→ **REQUIRED WORK**: Show each line of the records in which the word "instance" occurs.

→ **Collection entries**:
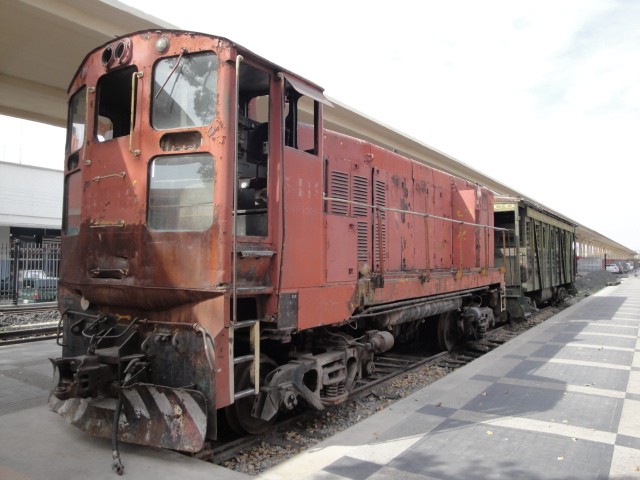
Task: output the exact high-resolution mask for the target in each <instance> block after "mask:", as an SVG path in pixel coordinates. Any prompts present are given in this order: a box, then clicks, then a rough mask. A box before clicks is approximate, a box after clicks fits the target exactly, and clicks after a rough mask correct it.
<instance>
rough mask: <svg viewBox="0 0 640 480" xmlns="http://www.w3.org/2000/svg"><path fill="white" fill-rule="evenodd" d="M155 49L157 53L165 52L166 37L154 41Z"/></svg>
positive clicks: (167, 44)
mask: <svg viewBox="0 0 640 480" xmlns="http://www.w3.org/2000/svg"><path fill="white" fill-rule="evenodd" d="M155 48H156V52H158V53H164V52H166V51H167V49H168V48H169V39H168V38H167V37H160V38H159V39H158V40H156V44H155Z"/></svg>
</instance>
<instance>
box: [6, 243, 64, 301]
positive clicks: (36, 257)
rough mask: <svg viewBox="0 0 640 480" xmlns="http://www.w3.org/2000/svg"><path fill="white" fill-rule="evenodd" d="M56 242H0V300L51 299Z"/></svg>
mask: <svg viewBox="0 0 640 480" xmlns="http://www.w3.org/2000/svg"><path fill="white" fill-rule="evenodd" d="M59 265H60V243H59V242H58V241H52V242H51V241H49V242H43V243H42V244H36V243H27V242H23V241H19V240H16V241H13V242H11V243H0V303H3V304H22V303H36V302H55V301H56V300H57V296H58V295H57V291H58V271H59Z"/></svg>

→ **ANSWER SPACE**:
Task: output the exact high-resolution mask for the target in each <instance> block after "mask:", as an SVG path in pixel coordinates. Any prompts present are given in this order: a box, then clicks, then a rough mask. A box before clicks is approximate, a box after clicks fits the target exactly, and clicks after a rough mask correct it.
<instance>
</instance>
<instance>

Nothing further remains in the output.